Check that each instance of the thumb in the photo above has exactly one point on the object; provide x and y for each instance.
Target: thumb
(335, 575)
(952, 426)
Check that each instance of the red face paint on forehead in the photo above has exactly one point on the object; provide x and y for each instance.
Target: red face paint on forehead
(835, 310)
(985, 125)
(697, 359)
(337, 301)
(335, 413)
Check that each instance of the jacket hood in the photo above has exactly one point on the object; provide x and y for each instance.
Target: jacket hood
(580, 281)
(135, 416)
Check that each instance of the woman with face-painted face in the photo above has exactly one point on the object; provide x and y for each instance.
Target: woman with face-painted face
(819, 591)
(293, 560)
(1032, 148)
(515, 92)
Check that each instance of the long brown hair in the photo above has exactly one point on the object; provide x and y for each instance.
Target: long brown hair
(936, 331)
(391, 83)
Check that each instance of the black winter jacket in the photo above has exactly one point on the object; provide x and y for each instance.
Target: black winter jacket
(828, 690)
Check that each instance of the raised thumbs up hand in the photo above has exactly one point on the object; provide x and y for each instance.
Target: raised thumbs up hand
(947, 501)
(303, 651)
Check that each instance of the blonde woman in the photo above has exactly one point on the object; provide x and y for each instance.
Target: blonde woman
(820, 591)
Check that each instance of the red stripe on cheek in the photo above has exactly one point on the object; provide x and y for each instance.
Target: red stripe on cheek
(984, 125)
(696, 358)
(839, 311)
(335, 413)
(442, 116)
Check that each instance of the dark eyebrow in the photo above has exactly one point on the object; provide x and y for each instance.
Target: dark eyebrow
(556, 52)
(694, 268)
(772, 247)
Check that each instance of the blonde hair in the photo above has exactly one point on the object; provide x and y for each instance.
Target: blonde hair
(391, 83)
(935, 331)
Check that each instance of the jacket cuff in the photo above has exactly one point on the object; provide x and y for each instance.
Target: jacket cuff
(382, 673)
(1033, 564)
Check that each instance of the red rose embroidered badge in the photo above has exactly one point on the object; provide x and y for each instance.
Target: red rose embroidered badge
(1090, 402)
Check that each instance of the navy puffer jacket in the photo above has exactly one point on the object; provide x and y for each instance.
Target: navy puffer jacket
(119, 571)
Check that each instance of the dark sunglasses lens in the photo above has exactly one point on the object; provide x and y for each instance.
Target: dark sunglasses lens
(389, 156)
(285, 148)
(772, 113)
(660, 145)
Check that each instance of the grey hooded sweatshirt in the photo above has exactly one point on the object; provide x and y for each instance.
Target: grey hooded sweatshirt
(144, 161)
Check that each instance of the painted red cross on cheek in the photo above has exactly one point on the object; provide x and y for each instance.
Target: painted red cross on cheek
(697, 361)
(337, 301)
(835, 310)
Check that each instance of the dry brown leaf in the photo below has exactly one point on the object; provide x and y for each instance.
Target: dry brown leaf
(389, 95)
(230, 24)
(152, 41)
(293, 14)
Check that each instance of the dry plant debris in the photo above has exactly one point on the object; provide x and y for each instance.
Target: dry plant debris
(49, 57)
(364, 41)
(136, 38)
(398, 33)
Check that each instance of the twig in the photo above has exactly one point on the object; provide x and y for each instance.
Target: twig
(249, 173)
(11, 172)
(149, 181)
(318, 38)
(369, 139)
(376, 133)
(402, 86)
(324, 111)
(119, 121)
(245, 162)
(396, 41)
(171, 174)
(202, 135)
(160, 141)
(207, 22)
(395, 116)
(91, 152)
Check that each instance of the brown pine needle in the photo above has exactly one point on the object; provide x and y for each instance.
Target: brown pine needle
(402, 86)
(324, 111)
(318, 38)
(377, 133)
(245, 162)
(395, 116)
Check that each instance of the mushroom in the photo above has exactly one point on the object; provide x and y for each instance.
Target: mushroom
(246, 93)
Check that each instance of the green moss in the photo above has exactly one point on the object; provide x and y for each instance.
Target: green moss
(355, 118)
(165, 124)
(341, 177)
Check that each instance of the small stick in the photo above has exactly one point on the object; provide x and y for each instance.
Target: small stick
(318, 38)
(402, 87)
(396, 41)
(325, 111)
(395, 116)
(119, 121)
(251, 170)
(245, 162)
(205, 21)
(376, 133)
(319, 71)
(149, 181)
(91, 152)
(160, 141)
================================
- What is expected: Exact lines only, please: output the listing from the first line to the line with "Check that each instance of the red face", both included.

- Task solution:
Check that each instance of the thumb in the photo above has exactly one point on the object; provide x and y for each instance.
Target: thumb
(335, 575)
(952, 426)
Check that each instance of the red face paint on forehead in the photo above has exactly one point on the object; provide x and y for each instance.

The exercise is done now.